Ces transferts économiques toucheront la santé comme ils ont touché bien d'autres secteurs, du commerce à la presse. Pour le fondateur de Doctissimo, « il faut être pro-actif si nous ne voulons pas que la valeur s'en aille en Californie comme la valeur de Virgin Megastore est partie chez Amazon ou celle de la presse chez Google : réagir une fois qu'un acteur est puissant, c'est réagir trop tard ». La révolution touche aussi le médicament et les autres dispositifs thérapeutiques. Le numérique facilite en effet la traçabilité donc le suivi de l'efficacité. Et la justification du financement devient la règle.

Laurent Degos, professeur à l'université Paris 7 Denis Diderot, a cependant voulu dénoncer une vision purement procédurale, bureaucratique, des systèmes d'information de santé. Il reproche ainsi que les autorités évaluent des conformités à des moyens engagés et à des procédures. Il préfère une évaluation des pratiques en fonction du résultat pour le patient (mortalité, taux de handicap résiduel...). 

L'objectif devrait être de créer un parcours de soins optimisé en profitant des avancées fournies par le numérique. Le coût élevé du financement est un problème. En conséquence, certains politiques comme l'actuelle ministre de la santé, Marissol Touraine veulent concentrer les efforts sur certaines populations comme les personnes âgées. Bref, ce n'est pas gagné.

» **CONSIGNE 1**: D'après le texte fourni, sur quoi Laurent Degos préfère-t-il fonder l'évaluation des pratiques ?
» **CONSIGNE 2**:
Les affirmations suivantes concordent-elles avec le texte fourni ? Répondez par oui ou non et citez les mots décisifs du texte.
(a) Le fondateur de Doctissimo estime qu'il vaut mieux attendre qu'un acteur soit devenu puissant pour réagir.
(b) Le numérique facilite la traçabilité.
(c) Le coût élevé du financement est présenté comme un problème.

» **DONNÉES FOURNIES**:

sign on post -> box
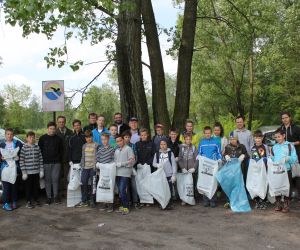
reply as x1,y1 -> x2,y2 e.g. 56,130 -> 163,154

» **RÉPONSE FINALE 1**: Sur le résultat pour le patient (mortalité, taux de handicap résiduel...).

» **RÉPONSE FINALE 2**:
(a) Non : « réagir une fois qu'un acteur est puissant, c'est réagir trop tard ».
(b) Oui : « Le numérique facilite en effet la traçabilité donc le suivi de l'efficacité. »
(c) Oui : « Le coût élevé du financement est un problème. »